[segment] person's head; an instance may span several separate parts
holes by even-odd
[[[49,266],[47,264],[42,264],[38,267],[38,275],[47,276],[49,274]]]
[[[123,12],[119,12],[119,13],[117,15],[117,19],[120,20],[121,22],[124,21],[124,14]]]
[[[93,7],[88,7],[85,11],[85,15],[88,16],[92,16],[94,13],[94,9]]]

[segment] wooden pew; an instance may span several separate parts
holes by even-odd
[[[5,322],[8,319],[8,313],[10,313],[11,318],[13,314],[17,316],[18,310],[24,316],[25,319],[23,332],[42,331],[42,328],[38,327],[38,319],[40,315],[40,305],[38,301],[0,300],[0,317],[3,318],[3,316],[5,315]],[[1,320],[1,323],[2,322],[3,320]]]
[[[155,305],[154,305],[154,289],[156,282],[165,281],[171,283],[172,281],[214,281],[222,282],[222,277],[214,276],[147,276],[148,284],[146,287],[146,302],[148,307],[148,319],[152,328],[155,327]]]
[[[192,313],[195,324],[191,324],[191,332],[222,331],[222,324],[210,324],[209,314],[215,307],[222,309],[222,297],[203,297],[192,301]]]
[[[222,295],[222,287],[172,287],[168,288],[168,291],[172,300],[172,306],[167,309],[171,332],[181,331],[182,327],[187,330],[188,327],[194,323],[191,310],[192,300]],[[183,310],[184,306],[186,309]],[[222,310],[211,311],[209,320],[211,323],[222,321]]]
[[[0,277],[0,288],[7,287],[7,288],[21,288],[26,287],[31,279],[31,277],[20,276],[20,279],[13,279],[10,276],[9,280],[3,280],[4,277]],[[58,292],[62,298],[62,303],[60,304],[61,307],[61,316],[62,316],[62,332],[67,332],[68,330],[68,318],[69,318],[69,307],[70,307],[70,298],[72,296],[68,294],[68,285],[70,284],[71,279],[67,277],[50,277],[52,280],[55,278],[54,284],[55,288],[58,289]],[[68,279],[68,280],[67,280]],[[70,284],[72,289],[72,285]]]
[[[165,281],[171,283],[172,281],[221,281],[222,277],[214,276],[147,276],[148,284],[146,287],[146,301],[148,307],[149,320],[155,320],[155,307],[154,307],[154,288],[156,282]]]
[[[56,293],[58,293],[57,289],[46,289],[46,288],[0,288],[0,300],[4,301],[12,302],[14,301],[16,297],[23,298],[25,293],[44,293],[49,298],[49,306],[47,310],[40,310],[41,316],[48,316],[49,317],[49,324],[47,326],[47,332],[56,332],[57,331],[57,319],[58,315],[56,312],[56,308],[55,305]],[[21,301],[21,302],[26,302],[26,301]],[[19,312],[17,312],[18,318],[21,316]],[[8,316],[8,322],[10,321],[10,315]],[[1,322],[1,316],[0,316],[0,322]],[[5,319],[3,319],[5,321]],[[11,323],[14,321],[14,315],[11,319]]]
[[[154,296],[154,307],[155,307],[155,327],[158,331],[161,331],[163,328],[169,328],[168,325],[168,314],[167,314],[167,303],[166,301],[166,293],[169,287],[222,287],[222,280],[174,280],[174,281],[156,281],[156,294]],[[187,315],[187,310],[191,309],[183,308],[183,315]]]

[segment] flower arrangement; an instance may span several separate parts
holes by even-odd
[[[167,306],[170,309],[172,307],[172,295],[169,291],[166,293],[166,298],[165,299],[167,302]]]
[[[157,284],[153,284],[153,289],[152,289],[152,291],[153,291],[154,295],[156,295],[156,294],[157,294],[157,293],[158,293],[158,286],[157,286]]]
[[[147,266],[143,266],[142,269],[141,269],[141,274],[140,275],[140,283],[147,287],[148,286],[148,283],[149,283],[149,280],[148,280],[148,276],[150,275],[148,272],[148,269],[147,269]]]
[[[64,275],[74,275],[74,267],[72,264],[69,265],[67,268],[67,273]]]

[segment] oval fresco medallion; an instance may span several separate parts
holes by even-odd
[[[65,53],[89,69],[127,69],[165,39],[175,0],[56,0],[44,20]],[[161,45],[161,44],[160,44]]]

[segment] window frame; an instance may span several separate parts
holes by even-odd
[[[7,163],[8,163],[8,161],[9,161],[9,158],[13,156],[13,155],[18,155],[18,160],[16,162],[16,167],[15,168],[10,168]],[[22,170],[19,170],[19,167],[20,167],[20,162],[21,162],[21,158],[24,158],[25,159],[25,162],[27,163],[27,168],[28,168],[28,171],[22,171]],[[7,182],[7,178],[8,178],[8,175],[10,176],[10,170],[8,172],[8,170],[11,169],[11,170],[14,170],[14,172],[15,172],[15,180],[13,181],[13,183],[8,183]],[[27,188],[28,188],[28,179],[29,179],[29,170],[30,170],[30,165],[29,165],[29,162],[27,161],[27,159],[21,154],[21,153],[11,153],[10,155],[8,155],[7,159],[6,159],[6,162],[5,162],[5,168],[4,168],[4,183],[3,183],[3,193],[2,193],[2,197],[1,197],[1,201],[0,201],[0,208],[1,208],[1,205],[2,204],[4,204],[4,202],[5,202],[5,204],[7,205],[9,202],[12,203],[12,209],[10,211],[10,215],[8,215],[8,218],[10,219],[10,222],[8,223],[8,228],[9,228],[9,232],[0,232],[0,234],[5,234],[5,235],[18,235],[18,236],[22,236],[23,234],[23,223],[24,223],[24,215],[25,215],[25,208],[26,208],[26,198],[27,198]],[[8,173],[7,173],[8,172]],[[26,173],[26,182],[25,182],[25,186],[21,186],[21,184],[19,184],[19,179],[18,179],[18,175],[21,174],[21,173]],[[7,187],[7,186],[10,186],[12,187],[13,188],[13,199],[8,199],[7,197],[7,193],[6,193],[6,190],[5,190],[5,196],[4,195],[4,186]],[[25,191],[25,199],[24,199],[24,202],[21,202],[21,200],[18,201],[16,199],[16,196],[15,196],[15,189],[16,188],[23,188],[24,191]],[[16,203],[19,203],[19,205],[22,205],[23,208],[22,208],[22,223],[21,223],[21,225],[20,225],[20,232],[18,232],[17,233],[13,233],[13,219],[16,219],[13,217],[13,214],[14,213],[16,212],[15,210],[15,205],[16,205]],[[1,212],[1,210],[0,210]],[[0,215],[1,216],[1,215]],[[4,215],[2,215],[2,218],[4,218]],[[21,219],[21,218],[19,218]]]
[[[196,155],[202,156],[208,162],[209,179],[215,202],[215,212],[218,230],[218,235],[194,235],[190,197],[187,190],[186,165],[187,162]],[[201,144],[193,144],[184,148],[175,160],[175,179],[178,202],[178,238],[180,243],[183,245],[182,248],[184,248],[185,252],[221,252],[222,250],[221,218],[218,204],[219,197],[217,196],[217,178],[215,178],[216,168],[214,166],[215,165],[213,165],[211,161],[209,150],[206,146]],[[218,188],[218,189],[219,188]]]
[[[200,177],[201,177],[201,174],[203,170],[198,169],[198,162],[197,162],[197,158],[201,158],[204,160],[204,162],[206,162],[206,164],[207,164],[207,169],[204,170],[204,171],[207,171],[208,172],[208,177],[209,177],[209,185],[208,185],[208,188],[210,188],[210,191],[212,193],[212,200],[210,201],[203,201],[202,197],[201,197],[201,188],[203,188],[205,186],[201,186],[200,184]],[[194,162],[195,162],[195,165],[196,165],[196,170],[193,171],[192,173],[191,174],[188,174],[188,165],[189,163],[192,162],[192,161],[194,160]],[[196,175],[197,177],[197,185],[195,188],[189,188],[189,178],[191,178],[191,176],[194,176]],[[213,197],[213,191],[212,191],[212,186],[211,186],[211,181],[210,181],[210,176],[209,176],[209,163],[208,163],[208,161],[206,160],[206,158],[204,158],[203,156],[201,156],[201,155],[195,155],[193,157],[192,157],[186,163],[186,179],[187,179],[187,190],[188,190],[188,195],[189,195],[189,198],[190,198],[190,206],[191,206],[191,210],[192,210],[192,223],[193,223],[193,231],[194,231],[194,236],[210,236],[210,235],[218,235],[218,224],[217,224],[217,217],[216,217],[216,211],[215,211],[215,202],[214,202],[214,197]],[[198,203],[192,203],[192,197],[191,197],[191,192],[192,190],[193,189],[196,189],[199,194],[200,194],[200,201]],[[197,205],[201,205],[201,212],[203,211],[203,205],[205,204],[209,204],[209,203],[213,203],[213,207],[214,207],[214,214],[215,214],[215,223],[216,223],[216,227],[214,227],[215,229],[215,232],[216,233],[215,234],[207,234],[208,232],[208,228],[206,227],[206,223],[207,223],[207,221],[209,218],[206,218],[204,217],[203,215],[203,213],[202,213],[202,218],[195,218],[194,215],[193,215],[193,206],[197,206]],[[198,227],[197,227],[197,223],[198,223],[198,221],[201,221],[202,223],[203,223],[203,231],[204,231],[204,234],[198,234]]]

▶ _Task statement_
Copy the lines above word for word, from the very first line through the line that contains "[[[93,7],[88,7],[85,11],[85,15],[88,16],[92,16],[94,13],[94,9]]]".

▶ _Result for this exercise_
[segment] person's head; an instance may span several separate parts
holes by even-odd
[[[49,266],[47,264],[42,264],[38,267],[38,275],[47,276],[49,274]]]
[[[123,12],[119,12],[119,13],[117,15],[117,19],[120,20],[121,22],[124,21],[124,14]]]
[[[93,7],[88,7],[85,11],[85,15],[88,16],[92,16],[94,13],[94,9]]]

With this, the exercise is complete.